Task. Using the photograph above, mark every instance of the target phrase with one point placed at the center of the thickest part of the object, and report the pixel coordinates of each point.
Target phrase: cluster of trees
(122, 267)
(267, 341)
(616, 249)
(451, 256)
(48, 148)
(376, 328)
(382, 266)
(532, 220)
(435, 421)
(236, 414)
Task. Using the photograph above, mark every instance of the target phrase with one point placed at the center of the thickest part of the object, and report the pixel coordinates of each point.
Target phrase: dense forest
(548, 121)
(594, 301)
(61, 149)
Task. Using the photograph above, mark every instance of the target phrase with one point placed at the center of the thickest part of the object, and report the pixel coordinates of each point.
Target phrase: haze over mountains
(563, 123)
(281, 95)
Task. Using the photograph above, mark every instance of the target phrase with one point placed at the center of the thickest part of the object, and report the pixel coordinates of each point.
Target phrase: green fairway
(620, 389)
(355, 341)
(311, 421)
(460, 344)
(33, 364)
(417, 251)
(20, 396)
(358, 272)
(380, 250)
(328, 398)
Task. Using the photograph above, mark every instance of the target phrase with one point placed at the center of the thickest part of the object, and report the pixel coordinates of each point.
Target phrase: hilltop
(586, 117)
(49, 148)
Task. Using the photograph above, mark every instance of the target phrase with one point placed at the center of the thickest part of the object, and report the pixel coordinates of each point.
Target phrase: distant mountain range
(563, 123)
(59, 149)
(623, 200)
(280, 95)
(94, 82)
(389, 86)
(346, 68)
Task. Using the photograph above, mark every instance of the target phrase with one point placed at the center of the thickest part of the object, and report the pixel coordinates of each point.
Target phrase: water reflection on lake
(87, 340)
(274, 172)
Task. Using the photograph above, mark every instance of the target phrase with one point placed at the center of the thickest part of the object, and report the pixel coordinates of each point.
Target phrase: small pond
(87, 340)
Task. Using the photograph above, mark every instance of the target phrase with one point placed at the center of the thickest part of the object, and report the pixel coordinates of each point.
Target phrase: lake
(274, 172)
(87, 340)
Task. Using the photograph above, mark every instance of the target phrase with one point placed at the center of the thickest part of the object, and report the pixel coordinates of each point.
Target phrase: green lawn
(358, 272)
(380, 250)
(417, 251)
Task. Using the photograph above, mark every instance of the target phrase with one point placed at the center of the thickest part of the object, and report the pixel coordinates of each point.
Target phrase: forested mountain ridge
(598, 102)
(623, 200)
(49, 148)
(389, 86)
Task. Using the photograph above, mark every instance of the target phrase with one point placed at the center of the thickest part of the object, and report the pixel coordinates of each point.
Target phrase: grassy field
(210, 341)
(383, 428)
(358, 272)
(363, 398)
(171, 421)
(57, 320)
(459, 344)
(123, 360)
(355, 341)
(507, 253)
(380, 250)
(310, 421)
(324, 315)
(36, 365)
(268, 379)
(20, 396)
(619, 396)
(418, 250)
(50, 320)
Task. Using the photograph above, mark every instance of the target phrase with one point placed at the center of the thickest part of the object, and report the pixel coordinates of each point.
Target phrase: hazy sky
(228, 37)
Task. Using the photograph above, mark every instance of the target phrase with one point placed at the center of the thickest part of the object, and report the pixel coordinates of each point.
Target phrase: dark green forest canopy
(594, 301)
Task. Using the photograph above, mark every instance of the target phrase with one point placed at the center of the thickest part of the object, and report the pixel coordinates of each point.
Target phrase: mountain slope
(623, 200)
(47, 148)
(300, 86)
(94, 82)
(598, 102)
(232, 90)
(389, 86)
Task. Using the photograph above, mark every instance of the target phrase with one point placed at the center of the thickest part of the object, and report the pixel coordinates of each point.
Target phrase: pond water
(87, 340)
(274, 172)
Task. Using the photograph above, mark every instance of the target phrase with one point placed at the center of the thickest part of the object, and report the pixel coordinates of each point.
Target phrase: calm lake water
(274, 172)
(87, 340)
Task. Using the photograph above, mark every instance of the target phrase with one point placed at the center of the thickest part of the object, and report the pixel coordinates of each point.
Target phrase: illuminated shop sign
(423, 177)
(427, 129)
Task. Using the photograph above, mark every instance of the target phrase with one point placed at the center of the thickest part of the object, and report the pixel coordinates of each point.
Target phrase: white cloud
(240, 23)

◆ ◆ ◆ ◆ ◆

How to complete this task: Return all of the listing above exactly, leaving nothing out.

Answer box:
Task. Using the photograph above, mark every instance of the target phrase with one point placed at the center of the thickest part of the object, and report the pixel coordinates of each point.
Target phrase: cluster of trees
(122, 267)
(267, 341)
(616, 249)
(451, 256)
(48, 148)
(376, 328)
(382, 266)
(532, 220)
(435, 421)
(236, 414)
Task. Using the photograph above, mark every instance of the target phrase with one point placed at the center of the thickest part of the object, and report the pixel coordinates of each point.
Target phrase: dense forest
(548, 121)
(594, 301)
(61, 149)
Task. Using the photograph above, mark every instance of the target phrase with one point placed at the center of the thickest part of the object, and report the pixel coordinates of each point.
Target phrase: haze over mountains
(563, 123)
(281, 95)
Task. Using the photograph above, mark every instance of the target phrase with one point placed at the center of the thickest part of the object, and report the pixel coordinates of each point.
Target phrase: green fairway
(620, 389)
(355, 341)
(311, 421)
(460, 344)
(33, 364)
(417, 251)
(20, 396)
(358, 272)
(380, 250)
(328, 398)
Task. Using the photograph above, mark every instance of the target phrase with one point placed at the center of the thickest part of the object, and report the pixel coordinates of each point.
Target phrase: hilltop
(586, 117)
(49, 148)
Task. Using the photograph above, mark every instance of the target phrase with one point placed at the center of the thickest part of the object, and report the pixel coordinates of each point.
Target phrase: distant mountain range
(563, 123)
(59, 149)
(623, 200)
(280, 95)
(94, 82)
(389, 86)
(346, 68)
Task. Using the photograph above, mark every instance of the target phrase with one point placed at the center of the thickest part of the object, and report the pixel coordinates of each point.
Target phrase: water reflection on lake
(87, 340)
(274, 172)
Task. Using the photograph above, mark every instance of the target phrase with one point placed at the center of the thickest part of the object, and report the pixel coordinates of each point.
Target phrase: small pond
(87, 340)
Task. Using the photograph above, mark every instance of the target phrase with one point placed at the center of the thickest part of the object, and report the pixel coordinates of each point.
Target phrase: lake
(274, 172)
(87, 340)
Task. Using the photograph above, mark every instance of the target phrase with one point placed at the center of the thickest part of the object, and report the pixel coordinates of each point.
Target phrase: green lawn
(358, 272)
(380, 250)
(417, 251)
Task. Using the photograph above, mark every instance of the target phrase with one point placed at the center of the thickest part of the object, and report the pixel coordinates of each point.
Target phrase: forested mountain ridge
(598, 102)
(623, 200)
(49, 148)
(389, 86)
Task. Using the photograph above, mark every instance of the target phrase with one point placed at the center of the thickest part of the object, and report the pixel coordinates of each point.
Target phrase: grassy field
(210, 341)
(383, 428)
(358, 272)
(363, 398)
(171, 421)
(57, 320)
(459, 344)
(123, 360)
(355, 341)
(507, 253)
(380, 250)
(310, 421)
(324, 315)
(36, 365)
(268, 379)
(20, 396)
(619, 396)
(418, 250)
(50, 320)
Task. Using the photograph above, mark every instance of the target phrase with one point placed at the center of the thickest part of the object, and report the pixel coordinates of each point.
Target phrase: hazy sky
(228, 37)
Task. Using the photograph above, mark every instance of the target phrase with one point placed at the center of the thickest part of the object, and report the pixel coordinates of each point.
Target phrase: dark green forest canopy
(594, 301)
Task. Using the photograph above, mark every instance of the target phrase with one point placed at the center of the thickest part of the object, and report the pixel coordinates of each point.
Target phrase: mountain slope
(623, 200)
(47, 148)
(300, 86)
(94, 82)
(598, 102)
(232, 90)
(389, 86)
Task. Using the photograph above, mark every instance of the target phrase with one point placed at the center of the thickest part of the object, and report the pixel coordinates of each point.
Target phrase: pond water
(87, 340)
(274, 172)
Task. Using the photograph above, mark every instance of the target phrase with one point placed at the center of the thickest part of the object, and report the pixel coordinates of each point.
Target phrase: calm lake water
(274, 172)
(87, 340)
Task. Using the photograph above, mark every instance of the target phrase with one point placed at the center of the thickest part of the object, and report the pixel coordinates of each point.
Target phrase: illuminated shop sign
(423, 177)
(427, 129)
Task. Using the photograph above, mark every instance of the target phrase with one point placed at the center of the thickest part of the object, and report the pixel coordinates of each point.
Target phrase: white cloud
(240, 23)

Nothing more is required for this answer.